Give back all the data below exactly as it is shown.

○ ○ ○ ○ ○ ○ ○

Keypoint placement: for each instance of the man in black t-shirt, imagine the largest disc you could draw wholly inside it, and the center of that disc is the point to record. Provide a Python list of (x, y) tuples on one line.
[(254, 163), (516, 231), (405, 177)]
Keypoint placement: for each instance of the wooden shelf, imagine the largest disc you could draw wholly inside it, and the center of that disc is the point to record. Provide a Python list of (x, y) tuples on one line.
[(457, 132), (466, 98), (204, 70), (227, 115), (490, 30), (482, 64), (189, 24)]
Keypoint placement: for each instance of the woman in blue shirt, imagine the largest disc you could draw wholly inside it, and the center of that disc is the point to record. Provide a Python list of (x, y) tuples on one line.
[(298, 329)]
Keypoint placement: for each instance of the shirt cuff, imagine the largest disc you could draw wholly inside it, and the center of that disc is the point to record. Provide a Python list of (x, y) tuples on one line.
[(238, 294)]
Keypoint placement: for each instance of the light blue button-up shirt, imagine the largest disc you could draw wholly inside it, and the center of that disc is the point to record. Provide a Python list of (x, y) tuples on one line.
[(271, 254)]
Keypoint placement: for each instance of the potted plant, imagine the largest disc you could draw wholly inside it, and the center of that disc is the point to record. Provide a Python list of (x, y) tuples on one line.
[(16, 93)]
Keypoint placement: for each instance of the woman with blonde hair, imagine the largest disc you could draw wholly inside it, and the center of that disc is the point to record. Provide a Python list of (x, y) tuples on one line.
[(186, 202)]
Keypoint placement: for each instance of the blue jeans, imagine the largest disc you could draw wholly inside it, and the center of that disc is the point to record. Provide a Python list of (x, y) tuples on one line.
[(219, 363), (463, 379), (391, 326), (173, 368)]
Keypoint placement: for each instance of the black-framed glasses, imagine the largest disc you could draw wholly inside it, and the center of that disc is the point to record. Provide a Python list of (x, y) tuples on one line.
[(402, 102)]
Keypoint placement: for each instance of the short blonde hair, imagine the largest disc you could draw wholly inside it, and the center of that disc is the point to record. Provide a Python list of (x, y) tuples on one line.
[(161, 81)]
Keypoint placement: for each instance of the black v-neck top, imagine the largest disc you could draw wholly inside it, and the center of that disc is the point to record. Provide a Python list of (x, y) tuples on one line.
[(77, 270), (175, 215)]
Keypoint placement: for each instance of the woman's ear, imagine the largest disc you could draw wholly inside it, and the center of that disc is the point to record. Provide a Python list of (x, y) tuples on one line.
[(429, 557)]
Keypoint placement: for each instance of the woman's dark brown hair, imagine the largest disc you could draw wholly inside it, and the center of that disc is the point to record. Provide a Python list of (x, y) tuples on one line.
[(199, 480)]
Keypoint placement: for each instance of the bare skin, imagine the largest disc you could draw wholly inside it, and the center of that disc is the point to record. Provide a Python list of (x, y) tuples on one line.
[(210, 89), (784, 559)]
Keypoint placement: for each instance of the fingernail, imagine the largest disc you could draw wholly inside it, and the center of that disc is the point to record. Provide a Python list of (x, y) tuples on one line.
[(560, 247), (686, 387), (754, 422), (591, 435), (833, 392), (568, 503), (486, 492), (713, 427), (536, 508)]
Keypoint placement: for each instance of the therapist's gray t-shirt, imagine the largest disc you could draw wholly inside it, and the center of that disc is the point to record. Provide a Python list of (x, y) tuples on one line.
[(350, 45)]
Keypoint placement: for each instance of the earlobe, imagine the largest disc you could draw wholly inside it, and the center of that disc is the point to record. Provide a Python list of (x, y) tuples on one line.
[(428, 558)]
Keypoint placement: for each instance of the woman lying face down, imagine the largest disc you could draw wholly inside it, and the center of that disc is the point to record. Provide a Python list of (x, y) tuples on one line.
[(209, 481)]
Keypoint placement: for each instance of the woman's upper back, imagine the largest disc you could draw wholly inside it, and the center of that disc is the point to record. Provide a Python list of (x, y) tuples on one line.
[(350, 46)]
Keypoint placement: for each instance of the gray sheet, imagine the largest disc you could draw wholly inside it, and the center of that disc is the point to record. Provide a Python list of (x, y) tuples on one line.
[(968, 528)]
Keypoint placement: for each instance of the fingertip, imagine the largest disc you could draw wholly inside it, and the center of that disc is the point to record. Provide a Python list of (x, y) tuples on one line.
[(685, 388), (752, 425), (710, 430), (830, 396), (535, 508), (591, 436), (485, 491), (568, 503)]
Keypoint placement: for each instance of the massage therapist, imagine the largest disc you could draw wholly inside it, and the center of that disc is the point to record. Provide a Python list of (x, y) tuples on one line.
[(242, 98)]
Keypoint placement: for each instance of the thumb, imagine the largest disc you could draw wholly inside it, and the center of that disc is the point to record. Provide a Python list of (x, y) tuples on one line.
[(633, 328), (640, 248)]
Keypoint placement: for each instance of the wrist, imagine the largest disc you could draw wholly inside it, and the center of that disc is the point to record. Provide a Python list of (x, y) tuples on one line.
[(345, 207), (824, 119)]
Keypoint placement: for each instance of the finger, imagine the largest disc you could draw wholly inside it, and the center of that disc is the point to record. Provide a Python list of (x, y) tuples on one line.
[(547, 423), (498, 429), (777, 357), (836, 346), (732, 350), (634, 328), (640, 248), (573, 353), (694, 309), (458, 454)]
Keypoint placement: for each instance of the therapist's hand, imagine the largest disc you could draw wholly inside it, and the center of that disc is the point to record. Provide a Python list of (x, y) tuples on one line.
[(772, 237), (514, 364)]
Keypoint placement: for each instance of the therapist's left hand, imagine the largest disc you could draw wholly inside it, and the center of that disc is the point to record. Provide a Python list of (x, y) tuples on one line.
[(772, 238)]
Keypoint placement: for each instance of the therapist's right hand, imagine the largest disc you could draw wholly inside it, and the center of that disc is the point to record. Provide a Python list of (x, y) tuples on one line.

○ ○ ○ ○ ○ ○ ○

## Solution to this task
Keypoint placement: for each instance of the man in black t-shirt, imagine the largest disc you could draw wholly inside it, and the center of that disc is the point to record. Provide a Python list of (x, y) tuples on one line.
[(254, 163), (516, 231), (405, 177)]
Keypoint placement: for each instance of the wooden shelf, imagine the largest disc you could draw wholly inside it, and the center of that disc is the point to record. Provide a Python list of (x, y) tuples on one line.
[(457, 132), (466, 98), (204, 70), (227, 115), (490, 30), (482, 64), (189, 24)]
Keypoint placement: for each instance of the woman in blue shirt, imagine the largest disc you could draw wholly inside it, and the center of that disc is the point to record. Provide a Python list of (x, y) tuples on one line.
[(298, 329)]
Keypoint placement: for each instance of the shirt cuff, imagine the largest disc you could draw wholly inside it, and the center of that disc is the point to record. Provide a Python list of (x, y) tuples on one line.
[(238, 294)]
Keypoint placement: for each instance of the light blue button-up shirt, imagine the largest disc you could draw wholly inside it, and the center of that disc is the point to record. Provide a Python list of (x, y) tuples on one line.
[(271, 254)]
Keypoint placement: for each instance of the potted plant, imagine the largest disc you could draw wholly inside it, and the center of that disc is the point to record. Provide a Python list of (x, y) tuples on one line.
[(16, 93)]
Keypoint placement: for each instance of the woman with blonde hair, imagine the largest disc you could draw wholly inside it, and the center of that disc is the point to record. Provide a Python list of (x, y) tuples on one line.
[(186, 202)]
Keypoint placement: for each instance of the blue jeans, imagine the largest disc you could draw wholly inside it, and the center of that disc is the point to record. Provide a Python list of (x, y) tuples on one line.
[(219, 363), (463, 379), (391, 326), (173, 368)]
Keypoint placement: for each instance of the black-framed glasses, imagine the largest disc you could draw wholly inside it, and the center of that disc is the point to record. Provide a Python list of (x, y) tuples on one line.
[(402, 102)]
Keypoint placement: for each instance of the short blonde hair, imagine the largest disc you could draw wholly inside it, and the center of that disc is the point to record. Provide a Python list of (x, y) tuples on one line.
[(161, 81)]
Keypoint placement: for each instance of the black v-neck top, imagine the largest disc you could draw wholly inside it, and the center of that disc is the point to record. Provide a Python list of (x, y) tuples on one line.
[(77, 270), (175, 215)]
Keypoint placement: for each instance of the woman's ear, imagine the largest disc you could draw wholly inside it, and the center of that disc is the point to record. Provide a Python list of (x, y) tuples on one line.
[(429, 557)]
Keypoint placement: for each instance of the woman's dark brown hair, imagine the largest disc you could draw wholly inside it, and the center of that disc is the point to record. Provide a Python list of (x, y) tuples on one line.
[(199, 480)]
Keypoint placement: for each instance of the bare skin, imagine the largest disc you could draw wholly inside it, and the center of that disc is the point to record. Provide a Python list of (x, y) tuples on one line.
[(210, 89), (784, 559)]
Keypoint placement: for each instance of the fingernail, imagine the largest disc you could draw wholly inside it, and the center of that disc is the point to record. Provide a Python list of (x, y) tuples on one line.
[(560, 247), (686, 387), (754, 422), (591, 435), (833, 392), (568, 503), (486, 492), (713, 427), (536, 508)]
Keypoint placement: for each instance of the therapist's gray t-shirt, imagine the largest disc you could draw wholly inside it, and the center of that disc is the point to record. Provide a Python list of (x, y) tuples on one line.
[(350, 45)]
Keypoint placement: for each instance of the earlobe, imagine the largest disc you could draw wholly inside it, and the center of that disc is the point to record. Provide a Python list of (x, y) tuples on one line.
[(428, 558)]
Keypoint placement: for each instance of the woman lying face down, imagine the largest disc you could draw wholly inside it, and the center of that disc is the point to record. Provide a Python list of (x, y) tuples on one line.
[(209, 481)]
Keypoint placement: for each instance of the woman's upper back, imagine the largest disc you could draw wholly inside it, and the center of that disc is the point to record. Provide a Python list of (x, y) tuples on one line.
[(350, 46)]
Keypoint placement: for each instance of the gray sheet, imagine the largest disc you could draw wholly inside it, and the center of that disc is the point to record. Provide a Python list of (x, y) tuples on one line.
[(968, 528)]
Keypoint placement: for each instance of the fingertip, imagine the largest disc you could draw wholly inside it, and the center of that disc is the point to record. Provide a Python list of (x, y) tuples on one line.
[(685, 388), (752, 425), (710, 430), (830, 396), (535, 508), (591, 436), (485, 491), (568, 503)]
Keypoint placement: for each instance of the massage therapist, imagine the largest disc you could draw wholly inside it, and the center of that disc is the point to record. Provide a Python list of (x, y) tuples on one line.
[(242, 98)]
Keypoint placement: for each instance of the thumb, imagine the largest disc you could draw wholly inside it, and the center of that disc is the point to record. Provide a Python list of (x, y) tuples on one line.
[(633, 328), (640, 248)]
Keypoint placement: for each instance of the wrist, imagine the largest disc you could draw wholly inside it, and the center of that disc is the point to record. Provide a Python list of (x, y) tuples on one line.
[(345, 207), (824, 119)]
Keypoint placement: for each instance of the finger, imagine the largest disc you could draw wholly inside it, and the center of that disc is the point to record. Provide a Python list of (x, y) tuples on one line.
[(547, 423), (498, 429), (777, 357), (836, 346), (732, 350), (634, 328), (640, 248), (573, 353), (694, 309), (458, 454)]
Keypoint placement: for each instance of the therapist's hand, imagine the largest disc you could draw wholly inside it, and the center of that disc is the point to record. Provide a Python list of (x, y) tuples on one line.
[(772, 237), (514, 364)]
Keypoint placement: for each instance of the therapist's left hand, imagine the largest disc you could draw wholly inside it, and the center of that disc is the point to record. Provide a Python list of (x, y) tuples on one line.
[(772, 238)]
Keypoint placement: for each instance of the therapist's right hand, imagine the largest disc you could draw wholly inside it, and the center of that disc is the point to record. Provide a Python list of (x, y) tuples on one line.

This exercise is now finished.